## begin

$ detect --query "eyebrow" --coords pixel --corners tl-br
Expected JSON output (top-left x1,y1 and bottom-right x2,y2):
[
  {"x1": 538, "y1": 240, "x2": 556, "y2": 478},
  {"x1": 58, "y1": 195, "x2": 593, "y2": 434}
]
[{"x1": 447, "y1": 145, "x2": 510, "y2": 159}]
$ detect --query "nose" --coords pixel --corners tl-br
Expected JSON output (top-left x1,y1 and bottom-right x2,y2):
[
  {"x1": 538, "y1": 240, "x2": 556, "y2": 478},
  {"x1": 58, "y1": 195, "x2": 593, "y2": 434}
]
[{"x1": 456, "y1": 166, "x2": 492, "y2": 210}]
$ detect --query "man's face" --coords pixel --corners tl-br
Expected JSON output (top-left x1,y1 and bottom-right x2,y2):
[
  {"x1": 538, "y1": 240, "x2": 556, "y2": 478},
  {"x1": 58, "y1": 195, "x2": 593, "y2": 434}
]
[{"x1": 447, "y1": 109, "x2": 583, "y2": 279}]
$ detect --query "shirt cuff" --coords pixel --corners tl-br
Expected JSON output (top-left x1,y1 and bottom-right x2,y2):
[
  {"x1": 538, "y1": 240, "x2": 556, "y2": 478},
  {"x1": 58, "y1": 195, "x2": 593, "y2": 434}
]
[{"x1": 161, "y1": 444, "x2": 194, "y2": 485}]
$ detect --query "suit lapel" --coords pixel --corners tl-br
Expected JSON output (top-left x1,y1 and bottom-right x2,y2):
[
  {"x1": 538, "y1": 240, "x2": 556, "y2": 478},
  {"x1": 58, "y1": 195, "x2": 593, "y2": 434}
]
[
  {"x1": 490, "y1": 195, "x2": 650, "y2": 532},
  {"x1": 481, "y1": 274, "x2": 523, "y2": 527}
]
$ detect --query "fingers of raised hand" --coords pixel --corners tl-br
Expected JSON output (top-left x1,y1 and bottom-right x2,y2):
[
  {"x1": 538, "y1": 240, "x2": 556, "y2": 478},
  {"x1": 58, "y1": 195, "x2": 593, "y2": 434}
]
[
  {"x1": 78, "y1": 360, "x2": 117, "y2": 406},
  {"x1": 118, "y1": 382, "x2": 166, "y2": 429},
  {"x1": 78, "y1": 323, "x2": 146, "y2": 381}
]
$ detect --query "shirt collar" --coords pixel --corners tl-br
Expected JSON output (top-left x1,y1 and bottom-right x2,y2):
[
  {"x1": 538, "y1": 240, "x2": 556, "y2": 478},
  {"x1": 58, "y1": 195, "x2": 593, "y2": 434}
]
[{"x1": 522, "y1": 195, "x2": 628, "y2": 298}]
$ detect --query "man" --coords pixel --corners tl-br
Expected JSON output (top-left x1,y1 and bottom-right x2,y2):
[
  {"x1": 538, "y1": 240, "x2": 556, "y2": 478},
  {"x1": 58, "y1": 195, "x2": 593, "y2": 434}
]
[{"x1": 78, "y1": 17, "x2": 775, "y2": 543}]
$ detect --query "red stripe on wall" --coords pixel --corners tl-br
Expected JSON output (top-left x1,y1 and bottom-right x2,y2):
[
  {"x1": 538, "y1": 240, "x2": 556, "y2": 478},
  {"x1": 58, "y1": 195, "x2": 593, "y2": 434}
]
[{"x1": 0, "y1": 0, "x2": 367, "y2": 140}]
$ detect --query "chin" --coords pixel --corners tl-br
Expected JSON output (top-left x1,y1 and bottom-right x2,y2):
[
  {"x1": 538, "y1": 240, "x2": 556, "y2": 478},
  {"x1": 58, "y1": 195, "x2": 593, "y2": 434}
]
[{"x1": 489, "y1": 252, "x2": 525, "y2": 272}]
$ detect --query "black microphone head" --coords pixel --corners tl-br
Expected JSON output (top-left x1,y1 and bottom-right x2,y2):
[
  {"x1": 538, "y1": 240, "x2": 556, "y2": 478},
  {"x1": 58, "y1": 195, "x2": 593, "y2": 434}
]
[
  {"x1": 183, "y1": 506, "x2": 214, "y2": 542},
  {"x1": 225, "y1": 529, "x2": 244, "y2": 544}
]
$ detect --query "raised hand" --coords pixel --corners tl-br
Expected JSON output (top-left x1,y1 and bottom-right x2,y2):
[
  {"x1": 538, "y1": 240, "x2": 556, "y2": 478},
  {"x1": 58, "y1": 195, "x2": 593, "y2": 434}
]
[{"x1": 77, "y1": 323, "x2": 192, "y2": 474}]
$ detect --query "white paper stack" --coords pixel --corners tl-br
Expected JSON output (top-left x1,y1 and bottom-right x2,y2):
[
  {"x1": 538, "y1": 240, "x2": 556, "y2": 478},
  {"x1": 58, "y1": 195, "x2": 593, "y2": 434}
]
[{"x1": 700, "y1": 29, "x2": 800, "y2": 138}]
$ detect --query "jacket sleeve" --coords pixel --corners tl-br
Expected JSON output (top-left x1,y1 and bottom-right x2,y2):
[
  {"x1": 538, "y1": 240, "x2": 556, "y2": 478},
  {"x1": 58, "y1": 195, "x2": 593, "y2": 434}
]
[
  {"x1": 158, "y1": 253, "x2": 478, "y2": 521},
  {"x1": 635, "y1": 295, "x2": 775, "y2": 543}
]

## end

PROBLEM DESCRIPTION
Gather every line in the entries above that contains the word "shirt".

RESPONSE BELOW
$ detect --query "shirt cuff" --coords pixel --corners tl-br
$ detect --query "shirt collar" --coords pixel --corners tl-br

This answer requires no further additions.